[Information shown]
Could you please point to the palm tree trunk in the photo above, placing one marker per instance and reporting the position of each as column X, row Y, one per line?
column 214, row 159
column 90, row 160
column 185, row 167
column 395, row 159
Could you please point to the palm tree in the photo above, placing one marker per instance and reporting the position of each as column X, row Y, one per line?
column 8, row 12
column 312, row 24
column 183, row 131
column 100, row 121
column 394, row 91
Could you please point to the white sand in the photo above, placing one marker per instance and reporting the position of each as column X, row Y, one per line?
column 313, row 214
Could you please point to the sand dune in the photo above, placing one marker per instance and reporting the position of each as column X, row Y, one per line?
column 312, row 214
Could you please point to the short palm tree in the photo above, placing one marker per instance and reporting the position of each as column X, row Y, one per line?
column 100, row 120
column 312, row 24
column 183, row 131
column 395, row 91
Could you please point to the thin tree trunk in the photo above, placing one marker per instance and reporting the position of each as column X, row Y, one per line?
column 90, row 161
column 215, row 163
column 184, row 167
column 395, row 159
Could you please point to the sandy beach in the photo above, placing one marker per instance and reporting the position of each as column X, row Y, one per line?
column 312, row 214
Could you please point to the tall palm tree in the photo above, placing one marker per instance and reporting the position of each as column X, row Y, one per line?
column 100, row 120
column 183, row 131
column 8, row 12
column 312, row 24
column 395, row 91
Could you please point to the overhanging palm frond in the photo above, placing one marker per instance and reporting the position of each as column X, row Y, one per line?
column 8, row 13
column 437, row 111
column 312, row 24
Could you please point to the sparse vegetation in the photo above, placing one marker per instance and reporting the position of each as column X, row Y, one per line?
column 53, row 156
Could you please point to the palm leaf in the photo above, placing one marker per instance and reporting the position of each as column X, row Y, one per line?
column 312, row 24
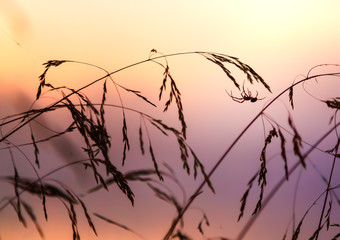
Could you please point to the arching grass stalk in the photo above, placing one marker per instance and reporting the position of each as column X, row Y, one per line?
* * *
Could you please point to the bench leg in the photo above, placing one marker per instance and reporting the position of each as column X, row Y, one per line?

[Exercise task]
Transcribe the part of the items above that opens with the line containing "Could you please point to the palm leaf" and closes with the line containing "Could you please point to the arching", including both of those lines. Leave any pictures out of your transcription.

[Task result]
Could you please point to the palm leaf in the photo above, placing one marker per instance and reporting the position of each as column X, row Y, one per line?
column 312, row 24
Could you please point to the arching grass stalk in the photo above, placing one marker per instance and reporting the position of each as column X, row Y, one per line?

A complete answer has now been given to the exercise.